[Listing]
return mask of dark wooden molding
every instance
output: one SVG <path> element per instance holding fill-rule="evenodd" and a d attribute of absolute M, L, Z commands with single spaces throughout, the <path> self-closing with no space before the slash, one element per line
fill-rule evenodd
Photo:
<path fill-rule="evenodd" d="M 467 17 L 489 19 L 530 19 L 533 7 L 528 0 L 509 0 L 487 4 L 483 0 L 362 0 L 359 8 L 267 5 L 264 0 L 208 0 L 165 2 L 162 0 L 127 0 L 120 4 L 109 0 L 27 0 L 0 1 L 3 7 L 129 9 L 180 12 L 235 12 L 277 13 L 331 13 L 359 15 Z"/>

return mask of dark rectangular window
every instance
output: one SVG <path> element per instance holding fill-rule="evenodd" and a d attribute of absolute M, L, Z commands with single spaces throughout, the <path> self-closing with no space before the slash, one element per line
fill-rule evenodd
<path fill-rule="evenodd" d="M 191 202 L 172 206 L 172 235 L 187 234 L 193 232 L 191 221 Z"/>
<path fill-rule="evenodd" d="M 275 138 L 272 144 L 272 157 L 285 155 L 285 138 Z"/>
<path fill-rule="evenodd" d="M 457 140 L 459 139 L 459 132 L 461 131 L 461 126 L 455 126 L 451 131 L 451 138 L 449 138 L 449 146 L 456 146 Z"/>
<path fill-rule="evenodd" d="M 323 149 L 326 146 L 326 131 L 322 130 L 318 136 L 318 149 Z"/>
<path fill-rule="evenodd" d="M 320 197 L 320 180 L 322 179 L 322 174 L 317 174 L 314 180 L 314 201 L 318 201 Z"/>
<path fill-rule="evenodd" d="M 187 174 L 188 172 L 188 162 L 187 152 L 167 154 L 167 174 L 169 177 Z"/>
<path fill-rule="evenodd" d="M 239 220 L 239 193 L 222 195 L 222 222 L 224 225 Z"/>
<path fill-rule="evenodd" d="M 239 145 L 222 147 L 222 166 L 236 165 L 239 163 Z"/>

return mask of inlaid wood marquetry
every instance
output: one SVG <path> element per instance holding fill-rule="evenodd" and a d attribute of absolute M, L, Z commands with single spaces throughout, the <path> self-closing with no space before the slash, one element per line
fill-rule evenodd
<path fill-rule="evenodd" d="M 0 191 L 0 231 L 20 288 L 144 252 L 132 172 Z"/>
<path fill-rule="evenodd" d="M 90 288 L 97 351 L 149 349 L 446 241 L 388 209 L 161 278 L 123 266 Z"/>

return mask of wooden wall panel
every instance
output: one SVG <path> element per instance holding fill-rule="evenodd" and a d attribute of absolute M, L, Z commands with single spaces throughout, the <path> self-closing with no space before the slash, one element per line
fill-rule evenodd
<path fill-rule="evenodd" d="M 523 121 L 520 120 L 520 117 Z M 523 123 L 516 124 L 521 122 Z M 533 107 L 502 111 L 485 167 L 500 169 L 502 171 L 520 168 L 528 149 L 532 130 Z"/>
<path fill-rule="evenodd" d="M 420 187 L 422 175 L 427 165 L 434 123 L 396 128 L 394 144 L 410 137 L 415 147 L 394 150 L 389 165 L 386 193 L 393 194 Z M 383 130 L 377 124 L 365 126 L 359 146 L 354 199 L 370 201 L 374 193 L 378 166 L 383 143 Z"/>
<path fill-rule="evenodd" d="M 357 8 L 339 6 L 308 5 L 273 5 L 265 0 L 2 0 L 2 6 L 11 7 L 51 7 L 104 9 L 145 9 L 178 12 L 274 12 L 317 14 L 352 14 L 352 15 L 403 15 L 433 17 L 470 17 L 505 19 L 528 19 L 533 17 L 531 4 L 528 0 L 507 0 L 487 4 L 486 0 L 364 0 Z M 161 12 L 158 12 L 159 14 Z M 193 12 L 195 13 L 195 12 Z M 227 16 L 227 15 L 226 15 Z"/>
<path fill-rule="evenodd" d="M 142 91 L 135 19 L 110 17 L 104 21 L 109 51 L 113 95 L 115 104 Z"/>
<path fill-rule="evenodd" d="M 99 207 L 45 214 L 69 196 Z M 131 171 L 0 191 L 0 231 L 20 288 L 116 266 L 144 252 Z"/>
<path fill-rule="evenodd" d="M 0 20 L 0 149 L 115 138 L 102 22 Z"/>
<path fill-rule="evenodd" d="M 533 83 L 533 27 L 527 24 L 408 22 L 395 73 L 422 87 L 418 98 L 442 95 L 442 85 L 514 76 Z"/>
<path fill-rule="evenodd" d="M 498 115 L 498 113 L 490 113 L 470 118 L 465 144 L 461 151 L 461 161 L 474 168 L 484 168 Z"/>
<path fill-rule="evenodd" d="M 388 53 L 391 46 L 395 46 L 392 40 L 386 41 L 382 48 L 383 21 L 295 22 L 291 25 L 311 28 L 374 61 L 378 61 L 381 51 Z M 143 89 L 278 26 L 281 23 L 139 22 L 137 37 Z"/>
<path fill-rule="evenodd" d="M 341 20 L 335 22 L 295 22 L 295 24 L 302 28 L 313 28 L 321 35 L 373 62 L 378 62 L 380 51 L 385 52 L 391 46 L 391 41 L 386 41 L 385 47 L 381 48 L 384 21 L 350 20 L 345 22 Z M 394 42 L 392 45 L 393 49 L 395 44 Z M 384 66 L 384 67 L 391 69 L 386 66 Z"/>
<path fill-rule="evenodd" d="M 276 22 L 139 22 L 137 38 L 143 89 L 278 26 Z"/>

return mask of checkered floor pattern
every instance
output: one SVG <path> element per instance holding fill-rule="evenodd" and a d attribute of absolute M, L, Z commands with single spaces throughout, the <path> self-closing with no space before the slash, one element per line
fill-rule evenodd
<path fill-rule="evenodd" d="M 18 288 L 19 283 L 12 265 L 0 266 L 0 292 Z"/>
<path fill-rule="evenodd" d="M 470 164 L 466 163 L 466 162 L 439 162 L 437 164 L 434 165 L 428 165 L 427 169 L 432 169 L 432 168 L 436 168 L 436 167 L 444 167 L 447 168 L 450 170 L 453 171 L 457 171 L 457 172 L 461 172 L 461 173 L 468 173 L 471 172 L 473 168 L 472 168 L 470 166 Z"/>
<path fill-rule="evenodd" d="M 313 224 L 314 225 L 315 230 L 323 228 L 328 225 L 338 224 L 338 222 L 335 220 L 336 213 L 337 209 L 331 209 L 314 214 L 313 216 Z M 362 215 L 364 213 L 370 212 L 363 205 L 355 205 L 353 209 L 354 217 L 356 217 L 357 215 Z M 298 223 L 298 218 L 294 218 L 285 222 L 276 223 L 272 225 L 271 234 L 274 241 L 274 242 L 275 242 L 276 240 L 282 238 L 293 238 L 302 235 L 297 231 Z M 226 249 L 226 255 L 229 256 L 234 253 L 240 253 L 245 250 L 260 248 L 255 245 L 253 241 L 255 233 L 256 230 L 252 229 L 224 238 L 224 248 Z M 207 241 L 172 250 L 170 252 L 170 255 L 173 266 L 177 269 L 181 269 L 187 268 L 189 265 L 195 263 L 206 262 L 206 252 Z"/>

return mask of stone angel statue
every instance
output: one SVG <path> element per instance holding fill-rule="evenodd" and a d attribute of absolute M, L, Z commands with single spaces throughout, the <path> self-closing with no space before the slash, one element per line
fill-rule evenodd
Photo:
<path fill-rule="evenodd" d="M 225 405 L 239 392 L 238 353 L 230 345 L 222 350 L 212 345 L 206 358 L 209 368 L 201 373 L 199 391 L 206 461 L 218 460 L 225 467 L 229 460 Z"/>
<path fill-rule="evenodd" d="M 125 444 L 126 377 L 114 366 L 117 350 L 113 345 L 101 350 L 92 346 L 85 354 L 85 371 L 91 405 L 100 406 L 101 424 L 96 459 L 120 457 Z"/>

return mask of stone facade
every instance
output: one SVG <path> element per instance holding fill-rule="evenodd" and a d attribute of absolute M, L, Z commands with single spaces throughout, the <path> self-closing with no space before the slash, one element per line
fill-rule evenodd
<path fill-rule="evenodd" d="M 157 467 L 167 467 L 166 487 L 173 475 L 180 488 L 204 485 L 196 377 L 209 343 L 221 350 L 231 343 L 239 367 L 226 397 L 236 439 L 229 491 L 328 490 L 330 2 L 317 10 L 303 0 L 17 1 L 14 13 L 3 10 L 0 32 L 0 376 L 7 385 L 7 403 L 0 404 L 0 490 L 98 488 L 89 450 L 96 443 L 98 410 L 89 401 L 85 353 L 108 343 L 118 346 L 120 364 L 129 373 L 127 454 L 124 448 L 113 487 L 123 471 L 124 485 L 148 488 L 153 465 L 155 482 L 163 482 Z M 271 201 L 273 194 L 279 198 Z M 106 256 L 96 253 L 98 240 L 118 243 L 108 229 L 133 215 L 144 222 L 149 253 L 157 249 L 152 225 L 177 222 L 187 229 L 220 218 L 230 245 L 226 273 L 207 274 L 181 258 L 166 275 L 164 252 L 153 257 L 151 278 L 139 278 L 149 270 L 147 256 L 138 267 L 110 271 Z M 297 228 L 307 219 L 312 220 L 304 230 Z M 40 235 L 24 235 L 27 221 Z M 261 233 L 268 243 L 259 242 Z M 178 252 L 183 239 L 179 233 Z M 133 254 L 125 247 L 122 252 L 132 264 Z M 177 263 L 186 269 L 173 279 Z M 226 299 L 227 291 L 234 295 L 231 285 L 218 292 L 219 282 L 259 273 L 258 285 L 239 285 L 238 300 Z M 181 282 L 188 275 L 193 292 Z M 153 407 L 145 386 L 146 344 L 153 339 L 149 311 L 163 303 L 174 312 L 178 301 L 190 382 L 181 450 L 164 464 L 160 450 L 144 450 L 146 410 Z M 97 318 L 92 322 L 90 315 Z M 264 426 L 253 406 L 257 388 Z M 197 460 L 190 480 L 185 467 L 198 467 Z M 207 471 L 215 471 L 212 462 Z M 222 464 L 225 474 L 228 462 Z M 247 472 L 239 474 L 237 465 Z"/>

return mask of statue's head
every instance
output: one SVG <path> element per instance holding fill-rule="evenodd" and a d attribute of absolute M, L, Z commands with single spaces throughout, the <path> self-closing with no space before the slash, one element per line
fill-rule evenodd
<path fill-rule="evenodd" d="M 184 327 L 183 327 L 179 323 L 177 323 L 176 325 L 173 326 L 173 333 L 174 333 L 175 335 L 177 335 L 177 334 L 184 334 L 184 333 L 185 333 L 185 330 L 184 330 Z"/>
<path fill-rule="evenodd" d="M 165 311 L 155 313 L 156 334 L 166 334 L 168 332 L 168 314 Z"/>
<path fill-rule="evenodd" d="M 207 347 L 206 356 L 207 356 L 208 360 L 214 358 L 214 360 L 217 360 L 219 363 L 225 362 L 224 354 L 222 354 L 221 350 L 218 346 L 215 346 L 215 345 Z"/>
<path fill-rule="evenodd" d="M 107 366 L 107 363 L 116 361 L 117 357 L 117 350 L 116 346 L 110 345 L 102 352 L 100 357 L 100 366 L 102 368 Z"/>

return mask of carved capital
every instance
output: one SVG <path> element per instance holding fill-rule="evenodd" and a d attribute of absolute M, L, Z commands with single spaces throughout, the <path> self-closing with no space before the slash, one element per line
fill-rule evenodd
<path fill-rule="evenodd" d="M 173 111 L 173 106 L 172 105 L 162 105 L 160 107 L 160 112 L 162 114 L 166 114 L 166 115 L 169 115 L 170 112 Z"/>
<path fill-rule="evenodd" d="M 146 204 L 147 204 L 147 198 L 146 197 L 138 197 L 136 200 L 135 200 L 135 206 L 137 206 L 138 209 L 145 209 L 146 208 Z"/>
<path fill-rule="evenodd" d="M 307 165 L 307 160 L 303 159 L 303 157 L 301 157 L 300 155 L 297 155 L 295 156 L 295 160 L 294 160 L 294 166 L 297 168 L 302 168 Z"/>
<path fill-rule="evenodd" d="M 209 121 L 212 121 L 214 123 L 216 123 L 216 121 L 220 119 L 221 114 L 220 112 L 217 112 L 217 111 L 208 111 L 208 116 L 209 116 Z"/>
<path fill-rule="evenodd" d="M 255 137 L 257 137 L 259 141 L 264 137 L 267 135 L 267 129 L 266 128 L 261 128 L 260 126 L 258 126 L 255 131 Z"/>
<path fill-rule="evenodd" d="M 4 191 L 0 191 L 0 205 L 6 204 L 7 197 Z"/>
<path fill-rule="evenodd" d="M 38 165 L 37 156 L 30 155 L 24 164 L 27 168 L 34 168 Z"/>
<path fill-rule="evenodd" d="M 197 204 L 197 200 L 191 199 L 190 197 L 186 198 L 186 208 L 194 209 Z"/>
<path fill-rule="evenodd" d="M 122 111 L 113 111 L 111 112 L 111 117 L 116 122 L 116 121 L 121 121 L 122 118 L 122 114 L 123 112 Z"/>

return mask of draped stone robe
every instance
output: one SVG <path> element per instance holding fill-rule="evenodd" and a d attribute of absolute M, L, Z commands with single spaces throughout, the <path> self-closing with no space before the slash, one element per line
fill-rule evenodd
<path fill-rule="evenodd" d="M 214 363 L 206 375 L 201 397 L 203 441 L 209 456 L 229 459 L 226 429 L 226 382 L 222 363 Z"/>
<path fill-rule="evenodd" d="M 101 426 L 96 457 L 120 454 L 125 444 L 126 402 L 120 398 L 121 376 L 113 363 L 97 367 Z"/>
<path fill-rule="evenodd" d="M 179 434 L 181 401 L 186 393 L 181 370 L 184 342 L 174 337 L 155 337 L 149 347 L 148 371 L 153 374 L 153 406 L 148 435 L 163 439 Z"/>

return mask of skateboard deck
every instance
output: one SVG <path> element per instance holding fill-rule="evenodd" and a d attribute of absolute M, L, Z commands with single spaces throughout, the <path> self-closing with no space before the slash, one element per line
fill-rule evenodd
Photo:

[Challenge] Extract the listing from its first line up to and including the line with "467 17 L 489". Reproduce each line unchanged.

[Written answer]
return mask of dark wooden molding
every instance
output: one SVG <path> element per instance holding fill-rule="evenodd" and a d attribute of absolute M, L, Z commands with single spaces throughout, the <path> self-closing with no space before the slash, one element per line
fill-rule evenodd
Photo:
<path fill-rule="evenodd" d="M 467 17 L 489 19 L 530 19 L 533 7 L 528 0 L 509 0 L 487 4 L 483 0 L 362 0 L 359 8 L 267 5 L 264 0 L 208 0 L 165 2 L 162 0 L 127 0 L 120 4 L 109 0 L 27 0 L 0 1 L 3 7 L 129 9 L 180 12 L 235 12 L 277 13 L 331 13 L 359 15 Z"/>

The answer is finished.